### Information supplied
— begin —

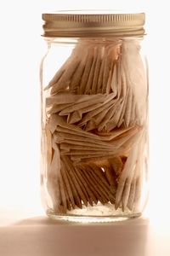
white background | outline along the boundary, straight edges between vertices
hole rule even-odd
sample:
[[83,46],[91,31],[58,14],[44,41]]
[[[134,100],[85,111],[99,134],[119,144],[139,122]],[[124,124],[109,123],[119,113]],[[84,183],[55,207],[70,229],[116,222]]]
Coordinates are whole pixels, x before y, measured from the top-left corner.
[[[42,12],[57,9],[146,12],[150,62],[152,219],[170,213],[170,15],[168,1],[0,2],[0,216],[43,212],[40,202],[39,64],[46,45]],[[160,215],[162,214],[162,215]]]

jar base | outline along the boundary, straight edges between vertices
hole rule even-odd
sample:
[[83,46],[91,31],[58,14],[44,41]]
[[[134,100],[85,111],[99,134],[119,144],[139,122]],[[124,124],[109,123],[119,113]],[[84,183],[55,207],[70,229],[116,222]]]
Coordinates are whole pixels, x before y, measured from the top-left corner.
[[139,218],[141,216],[141,212],[131,212],[126,209],[122,212],[121,208],[115,210],[113,205],[98,204],[94,207],[82,206],[82,209],[76,208],[68,211],[66,213],[56,213],[53,210],[48,209],[47,215],[55,220],[69,221],[77,223],[103,223],[103,222],[116,222],[129,219],[132,218]]
[[104,216],[104,217],[56,215],[56,214],[48,213],[48,216],[53,220],[56,220],[56,221],[88,224],[88,223],[108,223],[108,222],[125,221],[129,218],[139,218],[141,216],[141,213],[128,214],[127,216],[117,215],[117,216]]

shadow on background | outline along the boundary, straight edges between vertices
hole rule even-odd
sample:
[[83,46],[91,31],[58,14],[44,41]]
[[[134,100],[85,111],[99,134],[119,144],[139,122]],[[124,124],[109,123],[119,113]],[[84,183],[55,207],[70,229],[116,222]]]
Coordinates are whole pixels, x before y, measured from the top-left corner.
[[149,220],[79,224],[47,218],[0,229],[3,256],[144,256]]

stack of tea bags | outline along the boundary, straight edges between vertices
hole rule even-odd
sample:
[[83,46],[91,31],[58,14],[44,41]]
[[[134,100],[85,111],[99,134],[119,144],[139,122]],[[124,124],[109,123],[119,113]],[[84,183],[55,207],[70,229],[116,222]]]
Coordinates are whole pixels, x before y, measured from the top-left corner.
[[80,40],[46,89],[48,189],[54,211],[136,207],[147,81],[139,44]]

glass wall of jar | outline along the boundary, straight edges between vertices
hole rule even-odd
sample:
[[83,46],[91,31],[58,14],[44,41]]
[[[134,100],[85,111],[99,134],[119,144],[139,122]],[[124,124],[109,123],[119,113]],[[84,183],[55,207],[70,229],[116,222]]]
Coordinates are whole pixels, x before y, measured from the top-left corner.
[[42,197],[54,218],[140,216],[148,195],[144,14],[43,14]]

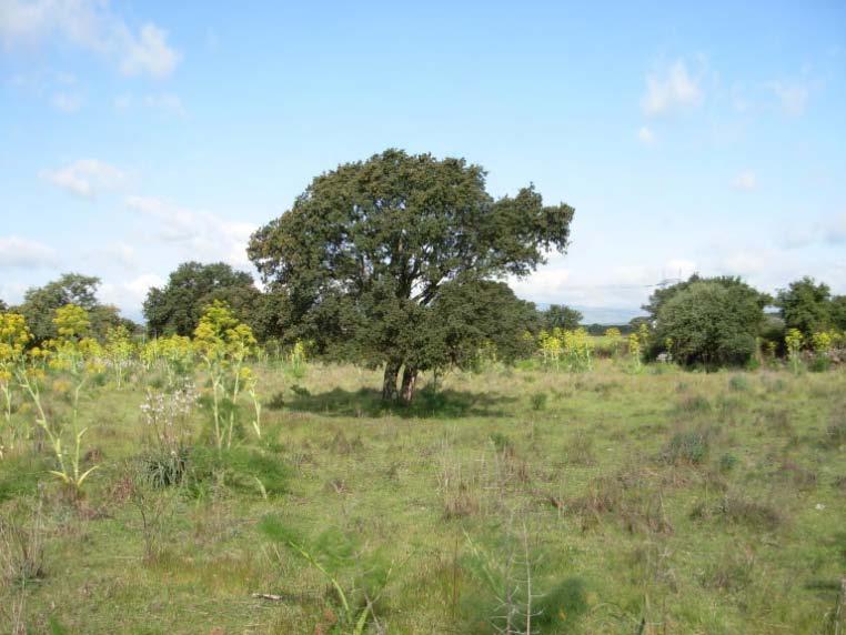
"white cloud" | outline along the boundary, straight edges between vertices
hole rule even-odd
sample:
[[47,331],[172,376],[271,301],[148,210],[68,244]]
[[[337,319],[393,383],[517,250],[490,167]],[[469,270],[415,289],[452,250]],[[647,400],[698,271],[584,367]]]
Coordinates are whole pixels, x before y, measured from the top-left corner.
[[82,97],[73,92],[57,92],[50,102],[62,112],[77,112],[82,108]]
[[57,188],[80,196],[93,196],[97,190],[119,187],[125,174],[97,159],[80,159],[64,168],[42,173]]
[[0,236],[0,266],[52,266],[56,251],[40,242],[19,236]]
[[134,314],[139,311],[151,286],[162,286],[164,279],[155,273],[144,273],[122,282],[105,281],[98,290],[99,298],[114,304],[124,312]]
[[185,110],[182,108],[182,100],[179,95],[163,92],[158,94],[148,94],[144,97],[144,105],[171,112],[173,114],[184,114]]
[[125,34],[121,70],[128,75],[149,74],[163,78],[173,72],[181,54],[167,42],[168,33],[152,23],[141,28],[139,37]]
[[664,263],[662,275],[669,279],[686,279],[696,273],[696,263],[692,260],[673,259]]
[[127,110],[132,105],[132,95],[119,94],[114,98],[114,108],[118,110]]
[[846,214],[832,219],[823,229],[823,239],[828,244],[846,244]]
[[846,244],[846,213],[793,228],[782,236],[780,244],[785,249]]
[[118,110],[130,110],[132,108],[149,108],[175,115],[184,115],[185,108],[182,99],[172,92],[148,93],[143,97],[132,94],[120,94],[113,100],[114,108]]
[[135,250],[132,245],[127,243],[115,242],[110,244],[103,248],[102,253],[109,261],[119,264],[124,269],[134,269],[137,265]]
[[668,114],[675,110],[698,105],[702,90],[698,81],[689,75],[684,60],[676,60],[662,73],[646,77],[646,94],[641,107],[649,117]]
[[154,221],[159,240],[180,245],[187,258],[246,266],[246,244],[255,231],[251,223],[233,222],[210,212],[189,210],[151,196],[129,196],[127,206]]
[[134,33],[104,0],[2,0],[0,42],[6,49],[60,37],[114,60],[128,75],[167,77],[181,60],[168,33],[148,22]]
[[769,88],[778,98],[784,113],[796,117],[805,112],[810,97],[810,89],[807,85],[775,81],[769,83]]
[[735,190],[754,190],[758,187],[758,180],[755,177],[754,172],[749,172],[748,170],[745,172],[741,172],[735,177],[734,181],[732,181],[732,187]]
[[637,140],[644,145],[652,145],[655,143],[655,133],[646,125],[642,125],[637,131]]

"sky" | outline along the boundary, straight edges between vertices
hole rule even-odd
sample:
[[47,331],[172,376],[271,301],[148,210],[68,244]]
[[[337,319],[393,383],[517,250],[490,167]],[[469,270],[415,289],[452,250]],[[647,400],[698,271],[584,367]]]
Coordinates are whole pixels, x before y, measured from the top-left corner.
[[845,103],[839,0],[0,0],[0,299],[73,271],[140,320],[386,148],[575,208],[527,300],[631,316],[694,271],[846,293]]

— end —

### What the task requires
All of the lines above should be retyped precisely, apart from the pictures.

### Exercise answer
white background | outline along the boundary, straight edges between vertices
hole rule even-odd
sample:
[[83,46],[91,31],[58,14],[44,41]]
[[[134,100],[85,111],[99,134],[119,144],[139,122]],[[124,124],[109,123],[119,113]],[[84,183],[55,207],[70,229],[116,222]]]
Coordinates are whole pixels, x before y, measured from the top-left corner.
[[[42,12],[57,9],[146,12],[150,62],[152,219],[170,213],[170,15],[168,1],[0,2],[0,216],[43,212],[40,202],[39,64],[46,45]],[[160,215],[162,214],[162,215]]]

jar base | outline along the boundary, straight edges between vertices
hole rule even-odd
sample:
[[83,46],[91,31],[58,14],[44,41]]
[[[134,100],[85,111],[99,134],[119,144],[139,122]],[[124,124],[109,123],[119,113]],[[84,183],[55,207],[70,229],[116,222]]]
Coordinates are whole pixels, x before y, measured from the top-left corner.
[[139,218],[141,216],[141,212],[131,212],[126,209],[122,212],[121,208],[115,210],[113,205],[98,204],[94,207],[82,206],[82,209],[76,208],[68,211],[66,213],[56,213],[53,210],[48,209],[47,215],[55,220],[69,221],[77,223],[103,223],[103,222],[116,222],[129,219],[132,218]]
[[104,216],[104,217],[56,215],[56,214],[48,213],[48,216],[53,220],[56,220],[56,221],[88,224],[88,223],[108,223],[108,222],[125,221],[129,218],[139,218],[141,216],[141,213],[128,214],[127,216],[117,215],[117,216]]

shadow on background | outline along the boundary, straight edges between vertices
hole rule even-odd
sample:
[[83,46],[91,31],[58,14],[44,41]]
[[[134,100],[85,111],[99,134],[119,144],[139,122]],[[124,124],[109,123],[119,113]],[[84,183],[55,207],[70,229],[116,222]]]
Coordinates are whole pixels, x before y, measured from the top-left corner.
[[149,220],[79,224],[47,218],[0,229],[3,256],[144,256]]

stack of tea bags | outline along the boundary, straight edges between vertices
hole rule even-odd
sample:
[[83,46],[91,31],[58,14],[44,41]]
[[[134,100],[85,111],[99,134],[119,144],[139,122]],[[124,124],[109,123],[119,113]],[[84,183],[55,207],[70,229],[116,222]]]
Coordinates are whole pixels, x before y, measured from the top-left corner.
[[80,40],[46,89],[48,189],[54,211],[136,207],[147,81],[139,44]]

glass wall of jar | outline along the boundary, straight edges between vertices
hole rule even-odd
sample:
[[83,46],[91,31],[58,14],[44,41]]
[[[134,100],[85,111],[99,134],[119,144],[139,122]],[[124,124],[109,123],[119,113]],[[84,183],[55,207],[70,229],[116,222]]]
Coordinates are whole pixels, x before y, measured from the top-left corner.
[[42,197],[54,218],[140,216],[148,195],[144,14],[43,14]]

"white cloud" | outline along the boundary, straight edges between vertices
hole rule even-odd
sample:
[[47,331],[172,376],[271,301],[148,210],[68,244]]
[[[337,319],[393,383],[517,250],[490,167]],[[469,270],[415,289],[452,250]],[[647,400],[698,271],[584,367]]]
Coordinates are whole pixels, x before y, measured from the top-left corner.
[[82,97],[73,92],[57,92],[50,102],[62,112],[77,112],[82,108]]
[[57,188],[80,196],[93,196],[97,190],[119,187],[125,174],[97,159],[80,159],[64,168],[42,173]]
[[0,236],[0,266],[52,266],[56,251],[40,242],[19,236]]
[[134,314],[139,311],[151,286],[162,286],[164,279],[155,273],[144,273],[122,282],[105,281],[98,290],[99,298],[114,304],[124,312]]
[[185,110],[182,108],[182,100],[179,95],[163,92],[158,94],[148,94],[144,97],[144,105],[171,112],[173,114],[184,114]]
[[125,34],[121,70],[128,75],[149,74],[163,78],[173,72],[181,54],[167,42],[168,33],[152,23],[141,28],[139,37]]
[[664,263],[662,275],[669,279],[686,279],[696,273],[696,263],[692,260],[673,259]]
[[127,110],[132,105],[132,95],[119,94],[114,98],[114,108],[118,110]]
[[846,214],[832,219],[823,229],[823,239],[828,244],[846,244]]
[[846,244],[846,213],[793,228],[782,236],[780,244],[785,249]]
[[118,110],[130,110],[132,108],[149,108],[175,115],[184,115],[185,108],[182,99],[172,92],[148,93],[143,97],[132,94],[120,94],[113,100],[114,108]]
[[135,250],[132,245],[127,243],[115,242],[110,244],[103,248],[102,253],[109,261],[119,264],[124,269],[134,269],[137,265]]
[[668,114],[675,110],[698,105],[702,90],[698,81],[689,75],[684,60],[676,60],[662,73],[646,77],[646,94],[641,107],[649,117]]
[[154,221],[159,240],[180,245],[187,258],[246,266],[246,244],[255,231],[251,223],[233,222],[210,212],[189,210],[151,196],[129,196],[127,206]]
[[134,33],[104,0],[2,0],[0,42],[6,49],[60,37],[114,60],[128,75],[167,77],[181,60],[168,33],[148,22]]
[[769,88],[778,98],[784,113],[796,117],[805,112],[810,97],[810,89],[807,85],[775,81],[769,83]]
[[735,190],[754,190],[758,187],[758,180],[755,177],[754,172],[749,172],[748,170],[745,172],[741,172],[735,177],[734,181],[732,181],[732,187]]
[[637,140],[644,145],[652,145],[655,143],[655,133],[646,125],[642,125],[637,131]]

"sky" | outline along the boundary, straight edges between vertices
hole rule even-odd
sample:
[[47,331],[172,376],[271,301],[148,210],[68,244]]
[[[337,319],[393,383],[517,250],[490,167]],[[469,270],[415,289],[452,250]],[[647,400],[698,271],[584,367]]]
Coordinates are whole pixels, x before y, measured from the top-left corner.
[[845,103],[839,0],[0,0],[0,299],[73,271],[140,320],[386,148],[575,208],[527,300],[631,316],[694,271],[846,293]]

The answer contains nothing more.